■ RAW DATA:
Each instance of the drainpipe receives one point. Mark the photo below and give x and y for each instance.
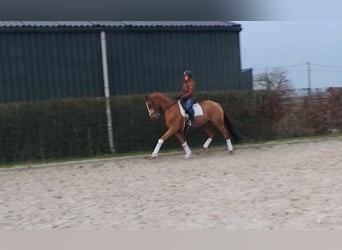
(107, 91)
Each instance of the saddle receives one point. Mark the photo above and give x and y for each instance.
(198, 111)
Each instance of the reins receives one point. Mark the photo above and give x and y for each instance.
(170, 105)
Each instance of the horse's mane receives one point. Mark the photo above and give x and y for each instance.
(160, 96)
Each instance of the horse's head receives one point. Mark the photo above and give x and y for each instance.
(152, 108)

---

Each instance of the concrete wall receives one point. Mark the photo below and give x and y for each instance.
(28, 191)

...

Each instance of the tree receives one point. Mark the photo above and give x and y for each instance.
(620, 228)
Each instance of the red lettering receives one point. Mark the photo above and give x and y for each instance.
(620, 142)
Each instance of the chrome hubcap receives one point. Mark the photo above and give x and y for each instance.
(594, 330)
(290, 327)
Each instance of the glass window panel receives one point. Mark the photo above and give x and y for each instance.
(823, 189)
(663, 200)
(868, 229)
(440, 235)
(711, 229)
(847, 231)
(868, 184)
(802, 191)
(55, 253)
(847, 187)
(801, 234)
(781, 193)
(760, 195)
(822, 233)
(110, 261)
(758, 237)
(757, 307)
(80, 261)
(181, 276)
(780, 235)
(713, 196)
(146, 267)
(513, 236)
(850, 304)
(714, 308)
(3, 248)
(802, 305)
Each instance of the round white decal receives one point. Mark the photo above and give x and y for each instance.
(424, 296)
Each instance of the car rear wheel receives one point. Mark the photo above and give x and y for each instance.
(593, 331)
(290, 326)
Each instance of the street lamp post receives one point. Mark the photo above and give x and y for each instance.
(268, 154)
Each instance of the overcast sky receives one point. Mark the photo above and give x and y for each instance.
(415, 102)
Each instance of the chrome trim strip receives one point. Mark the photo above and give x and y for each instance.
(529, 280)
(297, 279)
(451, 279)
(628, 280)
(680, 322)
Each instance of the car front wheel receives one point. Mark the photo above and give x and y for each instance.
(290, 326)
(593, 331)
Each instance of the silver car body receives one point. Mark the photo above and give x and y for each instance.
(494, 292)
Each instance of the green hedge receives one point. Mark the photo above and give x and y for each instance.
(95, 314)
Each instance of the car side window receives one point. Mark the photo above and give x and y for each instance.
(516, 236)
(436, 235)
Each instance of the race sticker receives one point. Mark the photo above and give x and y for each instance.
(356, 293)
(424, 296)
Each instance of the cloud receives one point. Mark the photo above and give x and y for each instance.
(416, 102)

■ REQUIREMENT:
Count the lines in the listing above that contain the string "below", treating uppercase and lowercase as different. Reply with the number alone.

■ SOLVED EXERCISE:
2